Page:
I’m so ashamed of myself. I’ve let everybody down. I’m such a disappointment. I’m a stupid loser who can’t do anything right. The world heavyweight champion of poor decision making. Over and over again, so much pain, I can’t take it any more.
My wife left me, but that alone is not the cause of this pain that I’m in. My parents and siblings deserve better too. And my son… I’m so sorry. I’m so sorry. Please forgive me. Please God forgive me.
10 comments
I’d like to challenge your title. Ding! ding! Iunno. Son deserves a caring dad. You look like a good candidate.
Lol, so would I evol! So many mistakes to make, so little time. Zx
what makes you think u are loser
I don’t think I’m a good candidate for anything… She’s got a new boyfriend already, only took her a month to replace me and pretend like the last 5 years didn’t happen. The last time I saw my son, he asked about his “new daddy” over and over again. Everybody will be better off without me around weighing them down.

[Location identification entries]

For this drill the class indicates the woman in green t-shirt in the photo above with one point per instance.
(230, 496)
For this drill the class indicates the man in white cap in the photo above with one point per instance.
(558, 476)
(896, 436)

Complete the following:
**A)** List the family members whom the writer of the post about shame and a broken marriage mentions in its opening two paragraphs.
**B)** Resume the post about shame and a broken marriage, starting after its final comment.
The rows are not needed for this work.

Answers for this exercise:
**A)** wife, parents, siblings, son

**B)**
That guy has no ties to your son. You are the only one bound by blood.
Stupid freudian slips
Why am I loser… Since my wife left 3 months ago I lost my job at the bank, car broke down, got evicted from my apartment, kicked out of school, lost all my “friends.” I’m visiting my family for a couple days because I thought they would help. They’re so disappointed in me though. I can’t stay here so I’m going to go back to sleeping in my car until I can gather the courage to end it.
Hardship breeds strength. Get through this dark hour in your life and you shall reap better times.
I’ve been through dark times before, but there was always a light at the end of the tunnel that guided me out… This time, I’m in a deep, dark place and I don’t see any way out.
do you have bad thoughts?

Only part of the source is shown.